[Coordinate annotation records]
==================================================

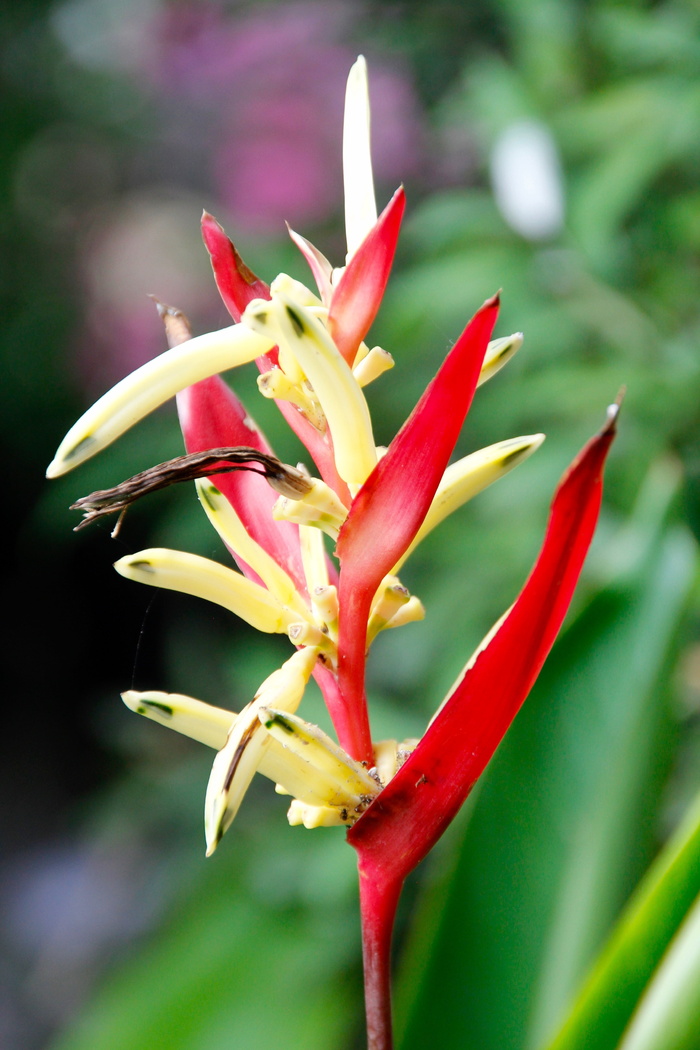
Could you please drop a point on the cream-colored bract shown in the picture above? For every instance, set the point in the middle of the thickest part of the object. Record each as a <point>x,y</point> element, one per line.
<point>358,179</point>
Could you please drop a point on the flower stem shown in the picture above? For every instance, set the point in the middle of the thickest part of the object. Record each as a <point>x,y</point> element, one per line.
<point>379,897</point>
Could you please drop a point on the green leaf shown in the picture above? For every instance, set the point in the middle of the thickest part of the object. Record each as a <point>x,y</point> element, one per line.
<point>563,826</point>
<point>669,1015</point>
<point>638,942</point>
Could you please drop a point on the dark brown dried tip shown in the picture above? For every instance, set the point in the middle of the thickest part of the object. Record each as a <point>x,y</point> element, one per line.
<point>285,480</point>
<point>177,328</point>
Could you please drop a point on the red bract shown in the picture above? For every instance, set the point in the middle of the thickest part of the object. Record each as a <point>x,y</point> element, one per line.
<point>410,814</point>
<point>390,506</point>
<point>238,286</point>
<point>212,417</point>
<point>359,293</point>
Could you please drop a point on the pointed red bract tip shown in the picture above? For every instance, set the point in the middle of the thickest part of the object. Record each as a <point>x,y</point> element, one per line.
<point>408,817</point>
<point>390,506</point>
<point>235,280</point>
<point>359,293</point>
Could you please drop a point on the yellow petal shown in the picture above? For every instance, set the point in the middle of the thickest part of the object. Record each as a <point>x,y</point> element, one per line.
<point>234,534</point>
<point>193,718</point>
<point>192,574</point>
<point>248,743</point>
<point>154,382</point>
<point>373,364</point>
<point>470,476</point>
<point>333,381</point>
<point>315,816</point>
<point>330,772</point>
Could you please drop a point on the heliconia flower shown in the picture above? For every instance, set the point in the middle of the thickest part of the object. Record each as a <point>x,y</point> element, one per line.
<point>377,505</point>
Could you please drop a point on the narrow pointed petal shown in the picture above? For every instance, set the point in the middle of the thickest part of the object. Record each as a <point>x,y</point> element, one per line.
<point>358,180</point>
<point>150,385</point>
<point>238,286</point>
<point>318,265</point>
<point>468,477</point>
<point>192,574</point>
<point>236,763</point>
<point>193,718</point>
<point>335,385</point>
<point>210,414</point>
<point>391,505</point>
<point>236,537</point>
<point>423,797</point>
<point>236,282</point>
<point>334,777</point>
<point>359,293</point>
<point>211,726</point>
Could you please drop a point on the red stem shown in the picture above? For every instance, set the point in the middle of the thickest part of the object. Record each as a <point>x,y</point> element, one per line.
<point>379,897</point>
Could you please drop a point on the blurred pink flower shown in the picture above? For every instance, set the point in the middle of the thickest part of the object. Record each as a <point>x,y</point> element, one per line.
<point>275,147</point>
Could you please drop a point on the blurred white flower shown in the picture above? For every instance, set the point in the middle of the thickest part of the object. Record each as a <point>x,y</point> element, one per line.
<point>527,181</point>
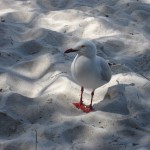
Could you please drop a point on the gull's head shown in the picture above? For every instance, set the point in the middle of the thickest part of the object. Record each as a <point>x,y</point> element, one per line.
<point>84,47</point>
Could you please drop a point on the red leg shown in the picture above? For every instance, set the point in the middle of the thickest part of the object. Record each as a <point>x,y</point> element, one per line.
<point>83,107</point>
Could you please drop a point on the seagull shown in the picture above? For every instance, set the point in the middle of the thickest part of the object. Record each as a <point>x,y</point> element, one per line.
<point>88,70</point>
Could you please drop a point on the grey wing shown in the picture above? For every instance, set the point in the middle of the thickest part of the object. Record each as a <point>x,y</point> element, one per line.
<point>105,70</point>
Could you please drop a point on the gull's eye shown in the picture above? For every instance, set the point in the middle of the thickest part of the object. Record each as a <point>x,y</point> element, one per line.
<point>83,46</point>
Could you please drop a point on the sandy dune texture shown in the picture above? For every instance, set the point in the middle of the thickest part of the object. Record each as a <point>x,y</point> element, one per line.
<point>36,87</point>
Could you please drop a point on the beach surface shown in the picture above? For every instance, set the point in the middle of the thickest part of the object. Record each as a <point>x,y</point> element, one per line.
<point>36,86</point>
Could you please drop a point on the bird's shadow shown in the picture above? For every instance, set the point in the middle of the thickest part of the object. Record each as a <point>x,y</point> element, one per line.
<point>115,100</point>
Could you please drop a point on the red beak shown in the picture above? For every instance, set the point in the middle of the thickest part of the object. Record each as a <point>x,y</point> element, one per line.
<point>70,50</point>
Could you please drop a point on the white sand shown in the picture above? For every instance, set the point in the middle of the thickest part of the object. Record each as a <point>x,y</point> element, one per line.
<point>36,87</point>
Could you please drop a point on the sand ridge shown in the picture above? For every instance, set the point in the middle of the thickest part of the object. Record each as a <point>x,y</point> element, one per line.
<point>36,87</point>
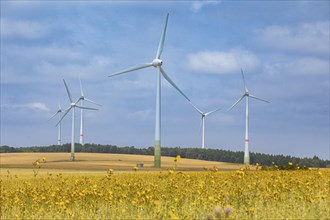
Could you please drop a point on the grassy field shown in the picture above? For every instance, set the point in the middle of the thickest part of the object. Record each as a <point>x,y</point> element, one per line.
<point>105,186</point>
<point>86,162</point>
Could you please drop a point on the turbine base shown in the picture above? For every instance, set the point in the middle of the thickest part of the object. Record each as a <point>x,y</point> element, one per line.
<point>157,161</point>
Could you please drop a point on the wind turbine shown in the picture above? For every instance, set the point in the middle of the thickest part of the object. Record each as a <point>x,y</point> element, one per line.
<point>59,113</point>
<point>246,95</point>
<point>81,100</point>
<point>203,115</point>
<point>72,106</point>
<point>157,63</point>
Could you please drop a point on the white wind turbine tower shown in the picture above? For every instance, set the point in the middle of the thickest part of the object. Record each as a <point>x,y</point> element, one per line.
<point>59,113</point>
<point>157,63</point>
<point>81,100</point>
<point>246,95</point>
<point>203,115</point>
<point>72,106</point>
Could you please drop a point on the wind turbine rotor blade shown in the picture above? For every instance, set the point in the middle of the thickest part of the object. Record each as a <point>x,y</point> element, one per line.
<point>88,100</point>
<point>68,91</point>
<point>171,82</point>
<point>65,113</point>
<point>162,39</point>
<point>54,115</point>
<point>246,90</point>
<point>208,113</point>
<point>83,107</point>
<point>81,91</point>
<point>252,96</point>
<point>197,109</point>
<point>141,66</point>
<point>236,102</point>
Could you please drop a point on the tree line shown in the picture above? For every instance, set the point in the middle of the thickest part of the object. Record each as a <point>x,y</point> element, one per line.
<point>191,153</point>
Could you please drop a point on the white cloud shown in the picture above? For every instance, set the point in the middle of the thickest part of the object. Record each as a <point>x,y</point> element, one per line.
<point>222,62</point>
<point>36,106</point>
<point>309,66</point>
<point>141,115</point>
<point>23,29</point>
<point>197,5</point>
<point>303,66</point>
<point>307,38</point>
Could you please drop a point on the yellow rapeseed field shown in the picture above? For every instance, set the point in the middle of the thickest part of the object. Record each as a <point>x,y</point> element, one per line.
<point>208,194</point>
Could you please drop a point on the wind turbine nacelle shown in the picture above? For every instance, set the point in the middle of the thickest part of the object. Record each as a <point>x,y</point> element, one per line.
<point>157,62</point>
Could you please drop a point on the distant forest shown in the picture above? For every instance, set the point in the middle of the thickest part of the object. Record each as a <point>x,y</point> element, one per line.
<point>191,153</point>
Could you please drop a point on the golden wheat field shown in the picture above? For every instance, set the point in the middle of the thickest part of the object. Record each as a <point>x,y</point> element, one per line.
<point>162,194</point>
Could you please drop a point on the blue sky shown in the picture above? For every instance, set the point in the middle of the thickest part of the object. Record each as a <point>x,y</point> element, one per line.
<point>282,46</point>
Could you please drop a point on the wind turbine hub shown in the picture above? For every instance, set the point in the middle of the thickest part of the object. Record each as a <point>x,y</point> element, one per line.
<point>157,62</point>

==================================================

Exercise instructions ▸ Can you recast every one of the records above as a numbered list, without blank lines and without the pictures?

Output of the task ▸
1. Could you please drop a point on the cream-colored bract shown in the picture above? For every instance, set the point in the middle of the thickest part of the object. Record each as a <point>x,y</point> element, one per line.
2. <point>358,179</point>
3. Could you please drop a point on the flower stem shown in the picture above? For every instance, set the point in the middle of the thickest part of the object. Record each as a <point>x,y</point> element, one per line.
4. <point>379,897</point>
5. Could you please drop a point on the green leaf shown in the picture above? For every instance, set the point in the middle of the thickest part of the object. Record each as a <point>x,y</point> element, one per line.
6. <point>563,826</point>
7. <point>669,1015</point>
8. <point>638,942</point>
9. Could you please drop a point on the dark brown dried tip shown in the picture above? For every instance, set the point in the middle of the thickest part of the object. Record each as a <point>x,y</point> element, one per line.
10. <point>285,480</point>
11. <point>177,328</point>
12. Could you please drop a point on the red bract shown in the picture above? For every instance, set the point in the middle of the thickest part of the object. Record each as a <point>x,y</point> element, one per line.
13. <point>410,814</point>
14. <point>390,506</point>
15. <point>238,286</point>
16. <point>212,417</point>
17. <point>359,293</point>
18. Could you please drop a point on the pointed red bract tip shown in the picture above? For every instance, set the point in the middle of the thickest part of the object. Record each as a <point>x,y</point> element, one per line.
19. <point>408,817</point>
20. <point>390,506</point>
21. <point>235,280</point>
22. <point>359,293</point>
23. Could you please drop a point on the yellow petal shown in the picture above? For every instance, set the point in the middle of the thickest part of the object. Record each as a <point>x,y</point> element, one per line.
24. <point>234,534</point>
25. <point>193,718</point>
26. <point>192,574</point>
27. <point>248,743</point>
28. <point>154,382</point>
29. <point>373,364</point>
30. <point>470,476</point>
31. <point>333,381</point>
32. <point>315,816</point>
33. <point>330,772</point>
34. Could you please drop a point on the heliconia flower shown in the picture above? For every instance, set the point in the middle of the thickest part of the object. Record each as a <point>x,y</point> element, one per line.
35. <point>377,505</point>
36. Could you please drop a point on the narrow pointed petal shown in the picture above? For every instance, set the point in the middle of the thickest part of the object. Record each as a <point>x,y</point> element, one per line.
37. <point>358,180</point>
38. <point>150,385</point>
39. <point>238,286</point>
40. <point>318,265</point>
41. <point>468,477</point>
42. <point>192,574</point>
43. <point>236,763</point>
44. <point>193,718</point>
45. <point>335,385</point>
46. <point>210,414</point>
47. <point>391,505</point>
48. <point>236,537</point>
49. <point>423,797</point>
50. <point>236,282</point>
51. <point>334,777</point>
52. <point>359,293</point>
53. <point>211,726</point>
54. Could you please drop a point on the red stem shown in the picture above? For every instance, set the point in the middle of the thickest part of the object. Record each as a <point>x,y</point> element, one per line.
55. <point>379,897</point>
56. Could you please drop a point on the blurred pink flower shown in the picture above? For every instance, set the point in the middle of the thickest part of the object. Record each as a <point>x,y</point> element, one per line.
57. <point>275,147</point>
58. Could you please drop a point on the blurred white flower shown in the picture above? For every instance, set the point in the middle of the thickest part of the object. Record each as a <point>x,y</point> element, one per line.
59. <point>527,181</point>
60. Could you please drop a point on the gull's head shown in the picture above? For every instance, set the point in the middle of the thickest part of the object. Record each as a <point>x,y</point> element, one per line.
61. <point>84,47</point>
62. Could you please drop a point on the red leg shown in the picture above? For every instance, set the point in the middle of the thickest part of the object. Record each as a <point>x,y</point> element, one per line.
63. <point>83,107</point>
64. Could you please drop a point on the seagull shown in the picture above? For every instance, set the point in the middle of the thickest part of the object. Record each as a <point>x,y</point> element, one per line.
65. <point>88,70</point>
66. Could you please drop a point on the grey wing shown in the picture above? For every instance, set the point in the middle of the thickest part of the object. Record each as a <point>x,y</point> element, one per line.
67. <point>105,70</point>
68. Could you please drop a point on the gull's eye shown in the picture above? For every instance, set the point in the middle of the thickest part of the object. Record each as a <point>x,y</point> element, one per line.
69. <point>83,46</point>
70. Could you please drop a point on the sandy dune texture shown in the picture above? For every instance, set the point in the middle of the thickest part of the object. Record each as a <point>x,y</point> element, one per line.
71. <point>36,87</point>
72. Could you please drop a point on the beach surface shown in the picture above? For every instance, set the point in the middle of the thickest part of the object. Record each as a <point>x,y</point> element, one per line.
73. <point>36,86</point>
74. Could you please drop a point on the bird's shadow shown in the picture above? For every instance, set the point in the middle of the thickest part of the object. Record each as a <point>x,y</point> element, one per line.
75. <point>115,100</point>
76. Could you please drop a point on the red beak shown in the picture above? For every instance, set the point in the middle of the thickest part of the object. Record each as a <point>x,y</point> element, one per line.
77. <point>70,50</point>
78. Could you please drop a point on the white sand shown in the picture above? For every instance, set the point in the middle of the thickest part of the object. Record each as a <point>x,y</point> element, one per line.
79. <point>36,87</point>
80. Could you please drop a point on the sand ridge shown in the picture above? For every instance, set the point in the middle of the thickest part of the object. Record each as a <point>x,y</point> element, one per line.
81. <point>36,87</point>
82. Could you please drop a point on the grassy field shown in the picture above? For every instance, set the point in the middle of the thickest part of the object. Record each as a <point>x,y</point> element, one per line.
83. <point>105,186</point>
84. <point>86,162</point>
85. Could you please drop a point on the turbine base shown in the picture above? For every instance, set the point in the middle of the thickest part of the object. Record each as a <point>x,y</point> element, one per line.
86. <point>157,161</point>
87. Could you please drop a point on the wind turbine shown in the picture above? For every instance, set the point in the middle of the thickest part of the object. Record each as a <point>x,y</point> element, one per line.
88. <point>59,113</point>
89. <point>246,95</point>
90. <point>81,100</point>
91. <point>203,115</point>
92. <point>72,106</point>
93. <point>157,63</point>
94. Could you please drop a point on the white wind turbine tower shown in the picture above? For every instance, set the point in the middle of the thickest part of the object. Record each as a <point>x,y</point> element, one per line.
95. <point>59,113</point>
96. <point>157,63</point>
97. <point>81,100</point>
98. <point>246,95</point>
99. <point>203,115</point>
100. <point>72,106</point>
101. Could you please drop a point on the wind turbine rotor blade shown in the picture above? For every instance, set the point in the middle of the thickest part of the object. Record each as a <point>x,y</point> element, one per line.
102. <point>88,100</point>
103. <point>68,91</point>
104. <point>171,82</point>
105. <point>65,113</point>
106. <point>162,39</point>
107. <point>54,115</point>
108. <point>246,90</point>
109. <point>208,113</point>
110. <point>83,107</point>
111. <point>81,91</point>
112. <point>252,96</point>
113. <point>197,109</point>
114. <point>141,66</point>
115. <point>236,102</point>
116. Could you please drop a point on the tree line shown in the picture above? For every instance, set the point in the middle of the thickest part of the object. Record each as a <point>x,y</point> element, one per line.
117. <point>191,153</point>
118. Could you please drop a point on the white cloud shown in the picture above? For every instance, set the point in the middle of the thickest part of the object. Record each as a <point>x,y</point> element, one per line.
119. <point>222,62</point>
120. <point>36,106</point>
121. <point>309,66</point>
122. <point>141,115</point>
123. <point>23,29</point>
124. <point>197,5</point>
125. <point>303,66</point>
126. <point>307,38</point>
127. Could you please drop a point on the yellow rapeseed field shown in the picture above? For every instance, set the point in the middle of the thickest part of the object. Record each as a <point>x,y</point> element, one per line.
128. <point>208,194</point>
129. Could you please drop a point on the wind turbine nacelle shown in the picture above? For every instance, set the point in the middle of the thickest part of the object. Record each as a <point>x,y</point> element, one per line.
130. <point>157,62</point>
131. Could you please drop a point on the distant forest shown in the picture above? For every instance, set the point in the middle of the thickest part of the object. Record each as a <point>x,y</point> element, one per line.
132. <point>191,153</point>
133. Could you please drop a point on the golden wheat field shown in the picture above? For every instance, set the point in the middle of the thickest part of the object. Record each as a <point>x,y</point> element, one per line.
134. <point>162,194</point>
135. Could you please drop a point on the blue sky shown in the picture above? For every instance, set the point in the middle of the thickest part of the object. Record each as a <point>x,y</point> element, one per line.
136. <point>282,46</point>
137. Could you please drop a point on the wind turbine hub shown in the picture above? For every instance, set the point in the middle of the thickest part of the object. Record each as a <point>x,y</point> element, one per line.
138. <point>157,62</point>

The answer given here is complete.